■ **EXTRACT**:

####

> Subskills cover skills
Isn't this requirement a common fallacy in education?
First, just because you know skill A and skill B does not mean you can automatically do both A and B together. (Of course it helps!)
Assume you're learning a to play piece of music. If you learn a given sequence [A, B] and start with individually learning the parts A and B you'd still have to practice the transition.
Second, just because you know a composite skill does not mean you can do each part individually.
Again assume you've learned to play a part of a piece of music and the notes constituting this part can be decomposed as [A, B]. Then you'd not directly know how to play B on it's own because you've propably learnt to enter B transitioning from A.
Still: I think the overvall approach is interesting. Just the details might be a bit off.
Whole careers have been built on being one of only a few people in the world who can perform A and B together. Like that physics guy who can also write good sci-fi.
There are 3 skills actually. A, B, and A u B. That intersection is often the hardest.

####

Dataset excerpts
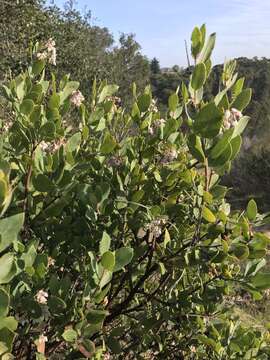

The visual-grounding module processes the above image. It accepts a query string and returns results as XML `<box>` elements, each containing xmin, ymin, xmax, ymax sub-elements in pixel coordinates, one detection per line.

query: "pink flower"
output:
<box><xmin>70</xmin><ymin>90</ymin><xmax>84</xmax><ymax>107</ymax></box>
<box><xmin>223</xmin><ymin>108</ymin><xmax>243</xmax><ymax>129</ymax></box>
<box><xmin>36</xmin><ymin>290</ymin><xmax>49</xmax><ymax>305</ymax></box>
<box><xmin>37</xmin><ymin>38</ymin><xmax>56</xmax><ymax>65</ymax></box>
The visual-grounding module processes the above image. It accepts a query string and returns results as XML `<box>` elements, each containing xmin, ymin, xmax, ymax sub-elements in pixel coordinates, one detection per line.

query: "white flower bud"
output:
<box><xmin>36</xmin><ymin>290</ymin><xmax>49</xmax><ymax>304</ymax></box>
<box><xmin>70</xmin><ymin>90</ymin><xmax>84</xmax><ymax>107</ymax></box>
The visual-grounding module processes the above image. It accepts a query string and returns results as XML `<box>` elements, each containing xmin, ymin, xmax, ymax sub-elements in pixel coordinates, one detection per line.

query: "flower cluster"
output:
<box><xmin>223</xmin><ymin>108</ymin><xmax>243</xmax><ymax>129</ymax></box>
<box><xmin>36</xmin><ymin>290</ymin><xmax>49</xmax><ymax>305</ymax></box>
<box><xmin>149</xmin><ymin>99</ymin><xmax>158</xmax><ymax>113</ymax></box>
<box><xmin>0</xmin><ymin>120</ymin><xmax>13</xmax><ymax>135</ymax></box>
<box><xmin>107</xmin><ymin>155</ymin><xmax>123</xmax><ymax>168</ymax></box>
<box><xmin>148</xmin><ymin>119</ymin><xmax>166</xmax><ymax>135</ymax></box>
<box><xmin>160</xmin><ymin>148</ymin><xmax>178</xmax><ymax>164</ymax></box>
<box><xmin>70</xmin><ymin>90</ymin><xmax>85</xmax><ymax>107</ymax></box>
<box><xmin>39</xmin><ymin>139</ymin><xmax>66</xmax><ymax>153</ymax></box>
<box><xmin>146</xmin><ymin>218</ymin><xmax>166</xmax><ymax>238</ymax></box>
<box><xmin>107</xmin><ymin>96</ymin><xmax>122</xmax><ymax>107</ymax></box>
<box><xmin>37</xmin><ymin>38</ymin><xmax>56</xmax><ymax>65</ymax></box>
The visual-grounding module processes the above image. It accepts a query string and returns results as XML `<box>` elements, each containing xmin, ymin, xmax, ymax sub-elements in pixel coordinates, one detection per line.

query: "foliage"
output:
<box><xmin>0</xmin><ymin>0</ymin><xmax>149</xmax><ymax>104</ymax></box>
<box><xmin>0</xmin><ymin>26</ymin><xmax>270</xmax><ymax>359</ymax></box>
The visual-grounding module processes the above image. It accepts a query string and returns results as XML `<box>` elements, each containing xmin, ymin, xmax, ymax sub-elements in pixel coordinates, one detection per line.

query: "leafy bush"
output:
<box><xmin>0</xmin><ymin>26</ymin><xmax>270</xmax><ymax>359</ymax></box>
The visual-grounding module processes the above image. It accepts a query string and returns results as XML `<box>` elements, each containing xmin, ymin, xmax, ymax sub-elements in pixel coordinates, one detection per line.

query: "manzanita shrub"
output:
<box><xmin>0</xmin><ymin>25</ymin><xmax>270</xmax><ymax>359</ymax></box>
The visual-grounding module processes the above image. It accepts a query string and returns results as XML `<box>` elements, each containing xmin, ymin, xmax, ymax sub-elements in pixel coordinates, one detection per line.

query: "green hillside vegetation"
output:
<box><xmin>0</xmin><ymin>0</ymin><xmax>270</xmax><ymax>360</ymax></box>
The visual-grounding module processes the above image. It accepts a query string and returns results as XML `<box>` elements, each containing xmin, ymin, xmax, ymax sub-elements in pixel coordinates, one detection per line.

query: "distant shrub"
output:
<box><xmin>0</xmin><ymin>26</ymin><xmax>270</xmax><ymax>359</ymax></box>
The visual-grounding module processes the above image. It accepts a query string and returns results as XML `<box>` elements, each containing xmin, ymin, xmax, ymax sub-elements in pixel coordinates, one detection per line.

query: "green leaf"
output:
<box><xmin>197</xmin><ymin>33</ymin><xmax>216</xmax><ymax>63</ymax></box>
<box><xmin>62</xmin><ymin>329</ymin><xmax>78</xmax><ymax>342</ymax></box>
<box><xmin>251</xmin><ymin>273</ymin><xmax>270</xmax><ymax>290</ymax></box>
<box><xmin>0</xmin><ymin>316</ymin><xmax>18</xmax><ymax>331</ymax></box>
<box><xmin>113</xmin><ymin>247</ymin><xmax>133</xmax><ymax>272</ymax></box>
<box><xmin>40</xmin><ymin>121</ymin><xmax>56</xmax><ymax>140</ymax></box>
<box><xmin>232</xmin><ymin>77</ymin><xmax>245</xmax><ymax>99</ymax></box>
<box><xmin>202</xmin><ymin>206</ymin><xmax>216</xmax><ymax>223</ymax></box>
<box><xmin>169</xmin><ymin>93</ymin><xmax>179</xmax><ymax>112</ymax></box>
<box><xmin>208</xmin><ymin>143</ymin><xmax>232</xmax><ymax>167</ymax></box>
<box><xmin>101</xmin><ymin>251</ymin><xmax>115</xmax><ymax>271</ymax></box>
<box><xmin>191</xmin><ymin>26</ymin><xmax>202</xmax><ymax>59</ymax></box>
<box><xmin>232</xmin><ymin>116</ymin><xmax>250</xmax><ymax>139</ymax></box>
<box><xmin>59</xmin><ymin>81</ymin><xmax>80</xmax><ymax>105</ymax></box>
<box><xmin>137</xmin><ymin>94</ymin><xmax>152</xmax><ymax>112</ymax></box>
<box><xmin>99</xmin><ymin>231</ymin><xmax>111</xmax><ymax>256</ymax></box>
<box><xmin>229</xmin><ymin>243</ymin><xmax>249</xmax><ymax>260</ymax></box>
<box><xmin>20</xmin><ymin>99</ymin><xmax>35</xmax><ymax>115</ymax></box>
<box><xmin>78</xmin><ymin>339</ymin><xmax>96</xmax><ymax>359</ymax></box>
<box><xmin>194</xmin><ymin>103</ymin><xmax>223</xmax><ymax>139</ymax></box>
<box><xmin>48</xmin><ymin>94</ymin><xmax>61</xmax><ymax>109</ymax></box>
<box><xmin>230</xmin><ymin>135</ymin><xmax>242</xmax><ymax>160</ymax></box>
<box><xmin>100</xmin><ymin>133</ymin><xmax>117</xmax><ymax>154</ymax></box>
<box><xmin>188</xmin><ymin>134</ymin><xmax>205</xmax><ymax>162</ymax></box>
<box><xmin>0</xmin><ymin>253</ymin><xmax>17</xmax><ymax>284</ymax></box>
<box><xmin>0</xmin><ymin>288</ymin><xmax>9</xmax><ymax>318</ymax></box>
<box><xmin>191</xmin><ymin>63</ymin><xmax>206</xmax><ymax>90</ymax></box>
<box><xmin>32</xmin><ymin>60</ymin><xmax>45</xmax><ymax>75</ymax></box>
<box><xmin>0</xmin><ymin>327</ymin><xmax>15</xmax><ymax>352</ymax></box>
<box><xmin>98</xmin><ymin>85</ymin><xmax>119</xmax><ymax>103</ymax></box>
<box><xmin>33</xmin><ymin>174</ymin><xmax>54</xmax><ymax>192</ymax></box>
<box><xmin>66</xmin><ymin>132</ymin><xmax>82</xmax><ymax>152</ymax></box>
<box><xmin>163</xmin><ymin>229</ymin><xmax>171</xmax><ymax>249</ymax></box>
<box><xmin>0</xmin><ymin>213</ymin><xmax>24</xmax><ymax>252</ymax></box>
<box><xmin>48</xmin><ymin>296</ymin><xmax>67</xmax><ymax>315</ymax></box>
<box><xmin>246</xmin><ymin>199</ymin><xmax>258</xmax><ymax>221</ymax></box>
<box><xmin>231</xmin><ymin>88</ymin><xmax>252</xmax><ymax>111</ymax></box>
<box><xmin>210</xmin><ymin>129</ymin><xmax>233</xmax><ymax>159</ymax></box>
<box><xmin>86</xmin><ymin>309</ymin><xmax>109</xmax><ymax>324</ymax></box>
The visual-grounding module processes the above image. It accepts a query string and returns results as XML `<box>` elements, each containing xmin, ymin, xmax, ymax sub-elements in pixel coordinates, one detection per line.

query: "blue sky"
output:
<box><xmin>48</xmin><ymin>0</ymin><xmax>270</xmax><ymax>66</ymax></box>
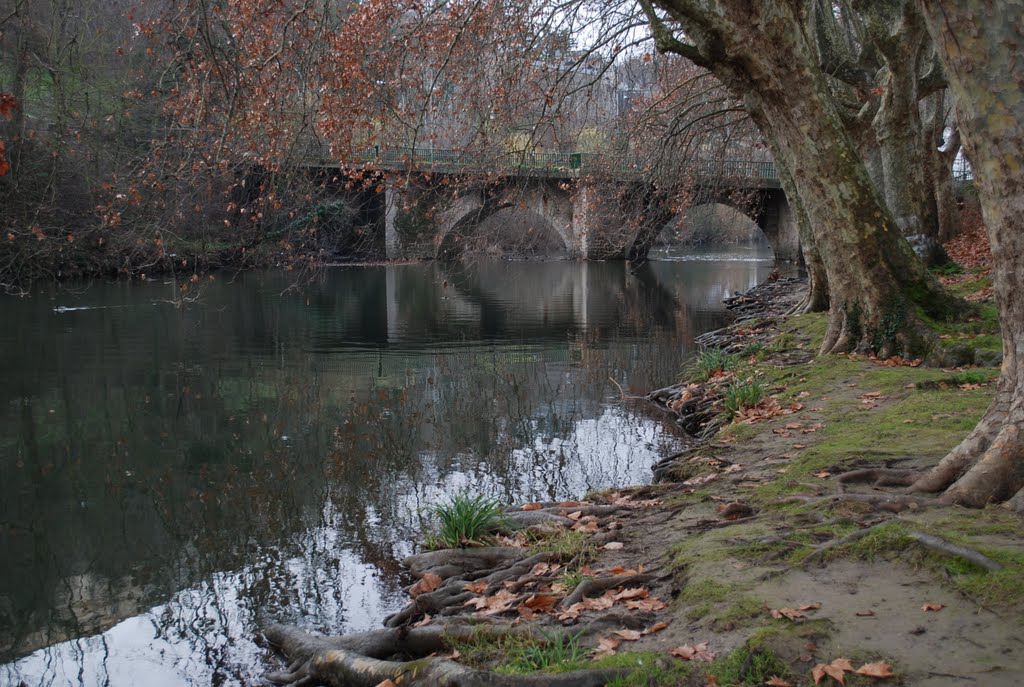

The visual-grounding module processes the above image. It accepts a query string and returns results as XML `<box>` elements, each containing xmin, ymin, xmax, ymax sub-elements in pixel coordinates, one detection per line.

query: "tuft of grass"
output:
<box><xmin>684</xmin><ymin>348</ymin><xmax>739</xmax><ymax>382</ymax></box>
<box><xmin>598</xmin><ymin>651</ymin><xmax>694</xmax><ymax>687</ymax></box>
<box><xmin>708</xmin><ymin>644</ymin><xmax>791</xmax><ymax>687</ymax></box>
<box><xmin>498</xmin><ymin>635</ymin><xmax>589</xmax><ymax>674</ymax></box>
<box><xmin>427</xmin><ymin>493</ymin><xmax>503</xmax><ymax>549</ymax></box>
<box><xmin>739</xmin><ymin>341</ymin><xmax>768</xmax><ymax>360</ymax></box>
<box><xmin>528</xmin><ymin>529</ymin><xmax>597</xmax><ymax>565</ymax></box>
<box><xmin>722</xmin><ymin>379</ymin><xmax>768</xmax><ymax>418</ymax></box>
<box><xmin>559</xmin><ymin>570</ymin><xmax>589</xmax><ymax>594</ymax></box>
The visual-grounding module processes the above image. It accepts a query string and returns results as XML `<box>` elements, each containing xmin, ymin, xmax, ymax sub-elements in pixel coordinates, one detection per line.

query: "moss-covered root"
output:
<box><xmin>264</xmin><ymin>626</ymin><xmax>625</xmax><ymax>687</ymax></box>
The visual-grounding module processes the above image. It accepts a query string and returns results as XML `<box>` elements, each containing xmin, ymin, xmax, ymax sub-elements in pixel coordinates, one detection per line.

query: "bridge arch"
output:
<box><xmin>633</xmin><ymin>188</ymin><xmax>800</xmax><ymax>262</ymax></box>
<box><xmin>435</xmin><ymin>184</ymin><xmax>572</xmax><ymax>259</ymax></box>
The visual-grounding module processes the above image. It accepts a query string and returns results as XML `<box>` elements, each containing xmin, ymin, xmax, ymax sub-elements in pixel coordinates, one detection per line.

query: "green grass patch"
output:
<box><xmin>683</xmin><ymin>348</ymin><xmax>740</xmax><ymax>382</ymax></box>
<box><xmin>774</xmin><ymin>312</ymin><xmax>828</xmax><ymax>350</ymax></box>
<box><xmin>830</xmin><ymin>522</ymin><xmax>1024</xmax><ymax>607</ymax></box>
<box><xmin>444</xmin><ymin>627</ymin><xmax>588</xmax><ymax>674</ymax></box>
<box><xmin>498</xmin><ymin>635</ymin><xmax>589</xmax><ymax>675</ymax></box>
<box><xmin>529</xmin><ymin>529</ymin><xmax>597</xmax><ymax>565</ymax></box>
<box><xmin>598</xmin><ymin>651</ymin><xmax>693</xmax><ymax>687</ymax></box>
<box><xmin>722</xmin><ymin>379</ymin><xmax>768</xmax><ymax>418</ymax></box>
<box><xmin>427</xmin><ymin>493</ymin><xmax>503</xmax><ymax>549</ymax></box>
<box><xmin>708</xmin><ymin>645</ymin><xmax>791</xmax><ymax>687</ymax></box>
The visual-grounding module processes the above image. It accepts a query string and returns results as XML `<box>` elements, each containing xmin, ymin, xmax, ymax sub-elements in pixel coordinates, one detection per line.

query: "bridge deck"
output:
<box><xmin>307</xmin><ymin>147</ymin><xmax>779</xmax><ymax>188</ymax></box>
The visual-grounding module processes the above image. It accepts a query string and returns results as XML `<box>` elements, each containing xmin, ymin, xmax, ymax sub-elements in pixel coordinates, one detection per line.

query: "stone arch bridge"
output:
<box><xmin>319</xmin><ymin>149</ymin><xmax>800</xmax><ymax>261</ymax></box>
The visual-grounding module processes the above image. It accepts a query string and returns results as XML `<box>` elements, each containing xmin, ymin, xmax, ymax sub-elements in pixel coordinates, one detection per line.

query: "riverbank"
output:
<box><xmin>267</xmin><ymin>253</ymin><xmax>1024</xmax><ymax>686</ymax></box>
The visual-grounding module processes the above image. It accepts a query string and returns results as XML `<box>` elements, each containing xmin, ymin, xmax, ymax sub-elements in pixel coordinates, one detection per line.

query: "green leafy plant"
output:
<box><xmin>428</xmin><ymin>493</ymin><xmax>504</xmax><ymax>549</ymax></box>
<box><xmin>722</xmin><ymin>379</ymin><xmax>768</xmax><ymax>418</ymax></box>
<box><xmin>686</xmin><ymin>348</ymin><xmax>739</xmax><ymax>382</ymax></box>
<box><xmin>506</xmin><ymin>633</ymin><xmax>588</xmax><ymax>673</ymax></box>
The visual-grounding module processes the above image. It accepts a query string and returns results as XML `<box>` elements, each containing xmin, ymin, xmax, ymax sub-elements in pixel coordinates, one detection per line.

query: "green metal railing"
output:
<box><xmin>313</xmin><ymin>146</ymin><xmax>778</xmax><ymax>182</ymax></box>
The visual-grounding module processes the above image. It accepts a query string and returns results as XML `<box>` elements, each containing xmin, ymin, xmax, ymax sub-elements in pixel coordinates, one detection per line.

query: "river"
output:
<box><xmin>0</xmin><ymin>250</ymin><xmax>772</xmax><ymax>686</ymax></box>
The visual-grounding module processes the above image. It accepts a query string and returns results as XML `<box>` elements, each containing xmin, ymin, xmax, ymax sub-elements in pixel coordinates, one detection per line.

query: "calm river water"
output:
<box><xmin>0</xmin><ymin>252</ymin><xmax>771</xmax><ymax>686</ymax></box>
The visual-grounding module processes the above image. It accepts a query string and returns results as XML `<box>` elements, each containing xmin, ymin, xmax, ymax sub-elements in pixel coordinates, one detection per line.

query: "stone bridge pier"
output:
<box><xmin>384</xmin><ymin>174</ymin><xmax>800</xmax><ymax>261</ymax></box>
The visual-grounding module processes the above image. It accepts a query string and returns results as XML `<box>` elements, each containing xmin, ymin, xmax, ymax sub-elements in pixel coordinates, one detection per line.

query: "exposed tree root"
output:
<box><xmin>264</xmin><ymin>626</ymin><xmax>626</xmax><ymax>687</ymax></box>
<box><xmin>941</xmin><ymin>424</ymin><xmax>1024</xmax><ymax>508</ymax></box>
<box><xmin>803</xmin><ymin>520</ymin><xmax>889</xmax><ymax>568</ymax></box>
<box><xmin>558</xmin><ymin>573</ymin><xmax>653</xmax><ymax>608</ymax></box>
<box><xmin>794</xmin><ymin>519</ymin><xmax>1002</xmax><ymax>572</ymax></box>
<box><xmin>911</xmin><ymin>378</ymin><xmax>1024</xmax><ymax>513</ymax></box>
<box><xmin>836</xmin><ymin>468</ymin><xmax>921</xmax><ymax>486</ymax></box>
<box><xmin>384</xmin><ymin>549</ymin><xmax>556</xmax><ymax>628</ymax></box>
<box><xmin>781</xmin><ymin>493</ymin><xmax>939</xmax><ymax>513</ymax></box>
<box><xmin>908</xmin><ymin>532</ymin><xmax>1002</xmax><ymax>572</ymax></box>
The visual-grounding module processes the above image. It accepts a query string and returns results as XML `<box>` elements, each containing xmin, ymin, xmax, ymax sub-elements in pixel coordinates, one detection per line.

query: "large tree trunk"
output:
<box><xmin>914</xmin><ymin>0</ymin><xmax>1024</xmax><ymax>511</ymax></box>
<box><xmin>922</xmin><ymin>88</ymin><xmax>961</xmax><ymax>244</ymax></box>
<box><xmin>863</xmin><ymin>0</ymin><xmax>938</xmax><ymax>239</ymax></box>
<box><xmin>648</xmin><ymin>0</ymin><xmax>962</xmax><ymax>354</ymax></box>
<box><xmin>768</xmin><ymin>109</ymin><xmax>828</xmax><ymax>312</ymax></box>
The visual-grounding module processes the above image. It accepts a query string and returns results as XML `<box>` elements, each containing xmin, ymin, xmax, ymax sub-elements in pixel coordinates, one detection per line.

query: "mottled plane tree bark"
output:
<box><xmin>642</xmin><ymin>0</ymin><xmax>962</xmax><ymax>354</ymax></box>
<box><xmin>811</xmin><ymin>0</ymin><xmax>958</xmax><ymax>263</ymax></box>
<box><xmin>915</xmin><ymin>0</ymin><xmax>1024</xmax><ymax>512</ymax></box>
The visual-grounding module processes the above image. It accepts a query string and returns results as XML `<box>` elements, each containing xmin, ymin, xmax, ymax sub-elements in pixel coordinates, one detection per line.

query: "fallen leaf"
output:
<box><xmin>669</xmin><ymin>642</ymin><xmax>715</xmax><ymax>661</ymax></box>
<box><xmin>854</xmin><ymin>660</ymin><xmax>893</xmax><ymax>678</ymax></box>
<box><xmin>464</xmin><ymin>589</ymin><xmax>519</xmax><ymax>615</ymax></box>
<box><xmin>626</xmin><ymin>597</ymin><xmax>669</xmax><ymax>610</ymax></box>
<box><xmin>409</xmin><ymin>572</ymin><xmax>442</xmax><ymax>599</ymax></box>
<box><xmin>611</xmin><ymin>587</ymin><xmax>650</xmax><ymax>601</ymax></box>
<box><xmin>519</xmin><ymin>594</ymin><xmax>558</xmax><ymax>611</ymax></box>
<box><xmin>529</xmin><ymin>563</ymin><xmax>562</xmax><ymax>577</ymax></box>
<box><xmin>811</xmin><ymin>658</ymin><xmax>853</xmax><ymax>685</ymax></box>
<box><xmin>572</xmin><ymin>518</ymin><xmax>600</xmax><ymax>534</ymax></box>
<box><xmin>770</xmin><ymin>608</ymin><xmax>807</xmax><ymax>620</ymax></box>
<box><xmin>824</xmin><ymin>664</ymin><xmax>846</xmax><ymax>685</ymax></box>
<box><xmin>495</xmin><ymin>532</ymin><xmax>529</xmax><ymax>549</ymax></box>
<box><xmin>593</xmin><ymin>637</ymin><xmax>623</xmax><ymax>658</ymax></box>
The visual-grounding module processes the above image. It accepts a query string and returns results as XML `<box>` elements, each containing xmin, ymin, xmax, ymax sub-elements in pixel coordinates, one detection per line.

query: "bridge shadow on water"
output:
<box><xmin>0</xmin><ymin>252</ymin><xmax>771</xmax><ymax>685</ymax></box>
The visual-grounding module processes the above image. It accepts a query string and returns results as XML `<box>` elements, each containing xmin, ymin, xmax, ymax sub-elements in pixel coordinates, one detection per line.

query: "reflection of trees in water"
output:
<box><xmin>0</xmin><ymin>258</ymin><xmax>770</xmax><ymax>682</ymax></box>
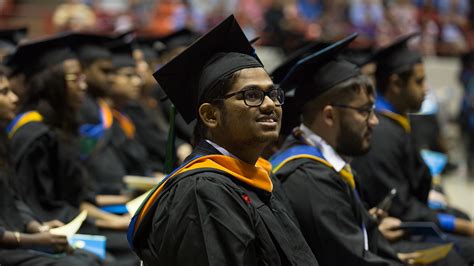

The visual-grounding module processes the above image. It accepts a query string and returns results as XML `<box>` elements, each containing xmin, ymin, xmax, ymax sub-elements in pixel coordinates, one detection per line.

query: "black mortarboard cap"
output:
<box><xmin>270</xmin><ymin>42</ymin><xmax>331</xmax><ymax>83</ymax></box>
<box><xmin>280</xmin><ymin>33</ymin><xmax>360</xmax><ymax>100</ymax></box>
<box><xmin>0</xmin><ymin>27</ymin><xmax>28</xmax><ymax>46</ymax></box>
<box><xmin>107</xmin><ymin>30</ymin><xmax>137</xmax><ymax>68</ymax></box>
<box><xmin>0</xmin><ymin>27</ymin><xmax>28</xmax><ymax>63</ymax></box>
<box><xmin>374</xmin><ymin>33</ymin><xmax>422</xmax><ymax>73</ymax></box>
<box><xmin>280</xmin><ymin>34</ymin><xmax>360</xmax><ymax>136</ymax></box>
<box><xmin>6</xmin><ymin>33</ymin><xmax>76</xmax><ymax>75</ymax></box>
<box><xmin>153</xmin><ymin>15</ymin><xmax>263</xmax><ymax>123</ymax></box>
<box><xmin>68</xmin><ymin>32</ymin><xmax>114</xmax><ymax>62</ymax></box>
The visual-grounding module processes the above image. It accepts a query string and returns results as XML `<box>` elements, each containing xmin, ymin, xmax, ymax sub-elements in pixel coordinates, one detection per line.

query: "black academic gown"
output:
<box><xmin>137</xmin><ymin>142</ymin><xmax>318</xmax><ymax>265</ymax></box>
<box><xmin>0</xmin><ymin>173</ymin><xmax>99</xmax><ymax>266</ymax></box>
<box><xmin>276</xmin><ymin>136</ymin><xmax>401</xmax><ymax>265</ymax></box>
<box><xmin>124</xmin><ymin>102</ymin><xmax>168</xmax><ymax>172</ymax></box>
<box><xmin>10</xmin><ymin>122</ymin><xmax>88</xmax><ymax>222</ymax></box>
<box><xmin>351</xmin><ymin>114</ymin><xmax>438</xmax><ymax>224</ymax></box>
<box><xmin>80</xmin><ymin>95</ymin><xmax>127</xmax><ymax>194</ymax></box>
<box><xmin>351</xmin><ymin>114</ymin><xmax>474</xmax><ymax>263</ymax></box>
<box><xmin>110</xmin><ymin>112</ymin><xmax>156</xmax><ymax>176</ymax></box>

####

■ **PROBLEM REQUIREMENTS**: Reproduce the whole discussion about subskills above word for word, leaving every line unchanged.

■ **ANSWER FOR THIS EXERCISE**:
> Subskills cover skills
Isn't this requirement a common fallacy in education?
First, just because you know skill A and skill B does not mean you can automatically do both A and B together. (Of course it helps!)
Assume you're learning a to play piece of music. If you learn a given sequence [A, B] and start with individually learning the parts A and B you'd still have to practice the transition.
Second, just because you know a composite skill does not mean you can do each part individually.
Again assume you've learned to play a part of a piece of music and the notes constituting this part can be decomposed as [A, B]. Then you'd not directly know how to play B on it's own because you've propably learnt to enter B transitioning from A.
Still: I think the overvall approach is interesting. Just the details might be a bit off.
Whole careers have been built on being one of only a few people in the world who can perform A and B together. Like that physics guy who can also write good sci-fi.
There are 3 skills actually. A, B, and A u B. That intersection is often the hardest.